Records from a collection:
= = =

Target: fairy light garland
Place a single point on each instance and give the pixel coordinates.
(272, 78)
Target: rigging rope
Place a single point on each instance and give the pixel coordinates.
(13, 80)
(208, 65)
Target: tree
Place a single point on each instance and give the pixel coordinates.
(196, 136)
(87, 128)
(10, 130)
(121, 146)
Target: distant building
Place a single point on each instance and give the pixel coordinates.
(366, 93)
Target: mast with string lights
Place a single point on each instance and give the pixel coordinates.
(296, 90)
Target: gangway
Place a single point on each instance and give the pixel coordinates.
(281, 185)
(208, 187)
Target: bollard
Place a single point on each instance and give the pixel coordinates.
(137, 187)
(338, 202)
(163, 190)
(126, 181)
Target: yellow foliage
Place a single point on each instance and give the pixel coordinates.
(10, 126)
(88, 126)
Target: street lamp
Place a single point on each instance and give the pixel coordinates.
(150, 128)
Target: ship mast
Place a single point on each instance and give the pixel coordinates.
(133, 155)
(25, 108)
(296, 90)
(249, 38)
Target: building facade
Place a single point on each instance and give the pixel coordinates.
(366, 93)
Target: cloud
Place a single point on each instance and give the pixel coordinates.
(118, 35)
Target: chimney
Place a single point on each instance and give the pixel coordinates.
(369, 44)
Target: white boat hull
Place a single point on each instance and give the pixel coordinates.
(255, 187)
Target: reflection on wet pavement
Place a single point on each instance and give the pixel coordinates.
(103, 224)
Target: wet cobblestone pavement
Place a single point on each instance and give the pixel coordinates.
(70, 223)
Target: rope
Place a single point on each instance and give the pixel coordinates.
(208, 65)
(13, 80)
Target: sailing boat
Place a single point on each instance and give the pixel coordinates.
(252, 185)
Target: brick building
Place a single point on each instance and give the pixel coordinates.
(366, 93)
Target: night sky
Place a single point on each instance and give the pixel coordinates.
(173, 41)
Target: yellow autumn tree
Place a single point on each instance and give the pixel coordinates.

= = =

Write out every entry exactly as it appears.

**RESPONSE BELOW:**
Target: fairy light garland
Place a single point on each instance and give the pixel coordinates.
(272, 78)
Target: rigging rope
Place a single point on each instance and give the pixel coordinates.
(13, 80)
(208, 65)
Target: tree
Place a single point on each instance and give the pixel coordinates.
(196, 136)
(87, 128)
(10, 130)
(121, 146)
Target: distant building
Place a single point on each instance and give the pixel coordinates.
(366, 93)
Target: mast with string lights
Place a single point on each instance and give the pixel coordinates.
(296, 90)
Target: gangway
Place a single point on each instance and give the pixel coordinates.
(281, 185)
(208, 187)
Target: bollard
Place a single point on each instance and give the pixel coordinates.
(137, 187)
(338, 202)
(163, 190)
(126, 181)
Target: yellow foliage
Place a single point on each instance and give the pixel coordinates.
(10, 126)
(88, 126)
Target: street lamp
Place a single point on each instance and give the pixel coordinates.
(150, 128)
Target: ship mast
Place a single point on each instance and give the pixel coordinates.
(133, 155)
(25, 108)
(296, 90)
(249, 38)
Target: building facade
Place a single point on each instance and give the pixel coordinates.
(366, 93)
Target: cloud
Place a single point on each instance and give the pixel coordinates.
(118, 35)
Target: chimney
Place a single point on each instance and give the pixel coordinates.
(369, 44)
Target: white boat hull
Place a single point on each instance and give the pixel coordinates.
(255, 187)
Target: reflection on wet pavement
Place a single point on each instance and give the pixel coordinates.
(103, 224)
Target: wet cobblestone pavement
Place a single point on each instance and give the pixel coordinates.
(70, 223)
Target: rope
Place a single point on each instance and give the pixel coordinates.
(208, 65)
(13, 80)
Target: sailing boat
Place a single point on each instance and give the pixel coordinates.
(252, 185)
Target: brick building
Place a single point on each instance and give the pixel coordinates.
(366, 93)
Target: night sky
Place a single point on each instance and give the pixel coordinates.
(173, 41)
Target: yellow autumn tree
Place a single point on each instance and give the pixel coordinates.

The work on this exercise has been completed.